Perché il cielo stellato era così importante nella civiltà egiziana?
Lungi da fantasiosi scenari misteriosi ed esoterici, le conoscenze astronomiche erano essenziali in una civiltà fondamente agricola come quella egiziana.  Per organizzare al meglio il lavoro dei campi era necessario avere una scansione quanto più precisa possibile del tempo. In mancanza di strumenti meccanici era il cielo il grande calendario a disposizione. Come altre civiltà antiche, l’astronomia egiziana aveva raggiunto un elevatissimo livello di precisione. Sicuramente ieri come oggi erano pochi gli “astronomi” specializzati, ma la confidenza con la volta celeste era molto più comune quando, sotto cieli non inquinati da altre fonti luminose, gli uomini avevano con le stelle una familiarità inimmaginabile.
Anche i non esperti sanno che l’orientamento delle piramidi corrisponde a precise corrispondenze astrali.
La posizione delle stelle circumpolari, ovvero quelle visibili in ogni periodo dell’anno nel cielo notturno, hanno determinato l’orientamento delle celebri piramidi di Giza della Quarta Dinastia (2613-2494 a.C.), il cui ingresso doveva guardare verso Nord e quindi verso le stelle imperiture, in modo che i loro raggi potessero entrare nelle tombe e illuminare le anime dei faraoni.
A quando risalgono le prime testimonianze astronomiche?
A Saqqara, all’interno della piramide dell’ultimo faraone della Quinta Dinastia Unis (2375-2345 a.C.), compaiono i cosiddetti ‘Testi delle Piramidi’, formule intese a guidare l’anima del faraone defunto fra le stelle imperiture e alla vita eterna.

■ Consegne:
• a. In base al testo citato, spieghi in una o due frasi perché l'ingresso delle piramidi di Giza doveva essere rivolto verso Nord.
• b. Risponda alle seguenti domande sul testo citato:
(i) A quali anni fa risalire la Quarta Dinastia?
(ii) In quale località compaiono i cosiddetti "Testi delle Piramidi"?
(iii) Quale posizione occupava Unis nella Quinta Dinastia?
• c. Elenchi tutti i nomi propri di luoghi e di persone presenti nel testo citato.

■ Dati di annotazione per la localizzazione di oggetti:
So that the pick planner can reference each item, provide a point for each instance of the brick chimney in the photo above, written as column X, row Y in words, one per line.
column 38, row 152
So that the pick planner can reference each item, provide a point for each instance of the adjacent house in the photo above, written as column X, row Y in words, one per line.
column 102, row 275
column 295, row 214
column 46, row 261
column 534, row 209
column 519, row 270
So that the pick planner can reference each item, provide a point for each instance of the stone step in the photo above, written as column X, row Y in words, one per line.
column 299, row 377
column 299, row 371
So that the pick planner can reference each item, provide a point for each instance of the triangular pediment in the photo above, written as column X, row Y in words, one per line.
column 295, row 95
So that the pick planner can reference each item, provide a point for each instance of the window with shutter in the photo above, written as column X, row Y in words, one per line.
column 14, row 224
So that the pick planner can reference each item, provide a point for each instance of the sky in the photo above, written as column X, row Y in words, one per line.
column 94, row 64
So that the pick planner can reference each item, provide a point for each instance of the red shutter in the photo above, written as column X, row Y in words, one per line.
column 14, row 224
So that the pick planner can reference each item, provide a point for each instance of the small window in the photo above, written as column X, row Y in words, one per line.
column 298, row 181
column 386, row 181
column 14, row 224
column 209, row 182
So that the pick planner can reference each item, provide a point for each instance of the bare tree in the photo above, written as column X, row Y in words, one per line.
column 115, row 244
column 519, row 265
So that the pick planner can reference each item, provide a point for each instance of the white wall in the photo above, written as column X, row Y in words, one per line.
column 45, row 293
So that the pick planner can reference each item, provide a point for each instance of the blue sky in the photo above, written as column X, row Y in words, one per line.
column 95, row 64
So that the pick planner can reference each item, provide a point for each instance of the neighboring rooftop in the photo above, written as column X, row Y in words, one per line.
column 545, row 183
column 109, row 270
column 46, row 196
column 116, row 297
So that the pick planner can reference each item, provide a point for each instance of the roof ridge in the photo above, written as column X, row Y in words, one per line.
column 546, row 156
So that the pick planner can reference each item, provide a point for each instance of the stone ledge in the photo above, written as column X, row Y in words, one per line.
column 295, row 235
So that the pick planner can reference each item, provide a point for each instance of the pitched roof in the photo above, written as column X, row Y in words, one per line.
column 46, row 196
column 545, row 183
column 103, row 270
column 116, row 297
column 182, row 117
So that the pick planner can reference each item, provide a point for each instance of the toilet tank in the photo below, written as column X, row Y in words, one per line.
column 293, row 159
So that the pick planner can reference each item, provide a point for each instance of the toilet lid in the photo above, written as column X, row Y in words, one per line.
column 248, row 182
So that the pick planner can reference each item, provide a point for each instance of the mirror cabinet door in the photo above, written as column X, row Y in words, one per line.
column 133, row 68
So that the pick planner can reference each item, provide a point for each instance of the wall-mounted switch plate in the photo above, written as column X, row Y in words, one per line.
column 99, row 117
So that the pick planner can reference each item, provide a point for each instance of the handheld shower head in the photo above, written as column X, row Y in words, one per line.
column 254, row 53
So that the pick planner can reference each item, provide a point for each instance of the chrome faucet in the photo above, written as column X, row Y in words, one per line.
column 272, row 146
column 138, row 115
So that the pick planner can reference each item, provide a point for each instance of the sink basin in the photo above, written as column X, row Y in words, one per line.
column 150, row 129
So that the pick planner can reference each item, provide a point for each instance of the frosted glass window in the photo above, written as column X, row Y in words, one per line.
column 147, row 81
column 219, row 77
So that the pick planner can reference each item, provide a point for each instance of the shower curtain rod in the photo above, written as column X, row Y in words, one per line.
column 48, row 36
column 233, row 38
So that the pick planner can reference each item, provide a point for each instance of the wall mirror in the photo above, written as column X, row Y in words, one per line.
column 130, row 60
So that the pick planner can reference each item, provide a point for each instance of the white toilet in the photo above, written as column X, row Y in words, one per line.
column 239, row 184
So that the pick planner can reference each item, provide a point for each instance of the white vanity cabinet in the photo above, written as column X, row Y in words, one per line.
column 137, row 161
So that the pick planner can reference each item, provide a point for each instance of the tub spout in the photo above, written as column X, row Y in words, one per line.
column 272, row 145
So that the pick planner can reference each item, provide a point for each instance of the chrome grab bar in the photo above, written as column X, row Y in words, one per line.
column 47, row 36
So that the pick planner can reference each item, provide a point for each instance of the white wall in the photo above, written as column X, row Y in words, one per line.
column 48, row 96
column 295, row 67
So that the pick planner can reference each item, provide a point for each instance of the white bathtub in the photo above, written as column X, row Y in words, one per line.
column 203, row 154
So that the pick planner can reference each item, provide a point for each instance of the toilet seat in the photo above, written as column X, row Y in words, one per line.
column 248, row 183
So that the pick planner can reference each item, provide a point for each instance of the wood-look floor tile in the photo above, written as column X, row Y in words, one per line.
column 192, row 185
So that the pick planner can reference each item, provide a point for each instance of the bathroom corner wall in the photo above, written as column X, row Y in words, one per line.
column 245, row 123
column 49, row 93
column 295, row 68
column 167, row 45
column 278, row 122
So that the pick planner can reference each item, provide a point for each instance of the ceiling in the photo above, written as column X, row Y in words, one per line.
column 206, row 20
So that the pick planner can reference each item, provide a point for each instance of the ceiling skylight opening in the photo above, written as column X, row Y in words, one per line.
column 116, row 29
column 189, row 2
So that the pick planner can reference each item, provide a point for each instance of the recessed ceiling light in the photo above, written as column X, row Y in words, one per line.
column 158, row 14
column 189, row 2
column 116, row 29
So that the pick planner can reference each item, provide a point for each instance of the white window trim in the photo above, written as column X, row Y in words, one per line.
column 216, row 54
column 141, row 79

■ Risposte per consegna:
• a. Verso Nord si trovano le stelle imperiture. Con l'ingresso così orientato, i loro raggi potevano entrare nelle tombe e illuminare le anime dei faraoni.

• b.
(i) 2613-2494 a.C.
(ii) A Saqqara.
(iii) Era l'ultimo faraone della Quinta Dinastia.

• c. Giza, Saqqara, Unis